== Raw data ==

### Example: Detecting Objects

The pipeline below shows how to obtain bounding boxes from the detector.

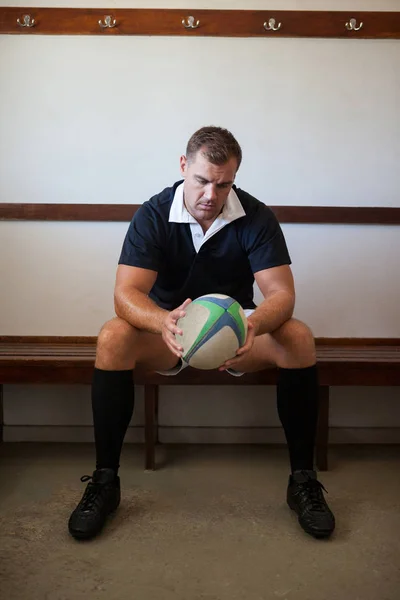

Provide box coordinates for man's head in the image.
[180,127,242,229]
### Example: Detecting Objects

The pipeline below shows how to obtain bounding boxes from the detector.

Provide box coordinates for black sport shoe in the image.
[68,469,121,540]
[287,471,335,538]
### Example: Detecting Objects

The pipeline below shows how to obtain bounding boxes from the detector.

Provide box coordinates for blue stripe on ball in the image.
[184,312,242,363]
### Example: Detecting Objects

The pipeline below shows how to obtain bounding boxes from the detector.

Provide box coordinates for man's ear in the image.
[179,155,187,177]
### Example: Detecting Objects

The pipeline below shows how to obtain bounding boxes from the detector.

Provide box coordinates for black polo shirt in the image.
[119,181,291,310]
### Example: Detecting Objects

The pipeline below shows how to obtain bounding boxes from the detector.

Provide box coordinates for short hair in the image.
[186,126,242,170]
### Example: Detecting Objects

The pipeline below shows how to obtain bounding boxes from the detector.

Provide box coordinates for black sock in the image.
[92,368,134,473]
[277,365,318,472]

===

What you will do
Put the entries above into a two-column CSV with the columns text and answer, one row per entry, with each field quoted and its line breaks replaced by spaces. Leave the pictures out.

Output
text,answer
"### Example: Detecting Objects The pipeline below shows how to obtain bounding boxes from the detector. Provide box coordinates for man's head in the image.","[180,127,242,229]"
"### Example: Detecting Objects The pipeline below shows how to obtain bounding boxes from the detector. Provide box coordinates for black sport shoe in the image.","[68,469,121,540] [287,471,335,538]"
"### Example: Detecting Objects The pipeline below shows how to obtain bounding boxes from the detector. Provide box coordinates for blue stripe on ball in the image.","[184,312,242,363]"
"### Example: Detecting Objects The pipeline below shows how to obtain bounding boxes from the detector. Provide box coordinates for man's ear in the image.","[179,155,187,177]"
"### Example: Detecting Objects The pipeline below shows how to obtain bounding boxes from the detector. Provide box coordinates for black polo shirt in the image.","[119,181,291,310]"
"### Example: Detecting Objects The pipeline below shows how to obtain bounding boxes from the detector. Provide box coordinates for short hair in the image.","[186,126,242,170]"
"### Example: Detecting Objects The pipeline below shows how to obtain bounding boxes from the detector. Provide box coordinates for black sock in the image.","[92,368,134,473] [277,365,318,472]"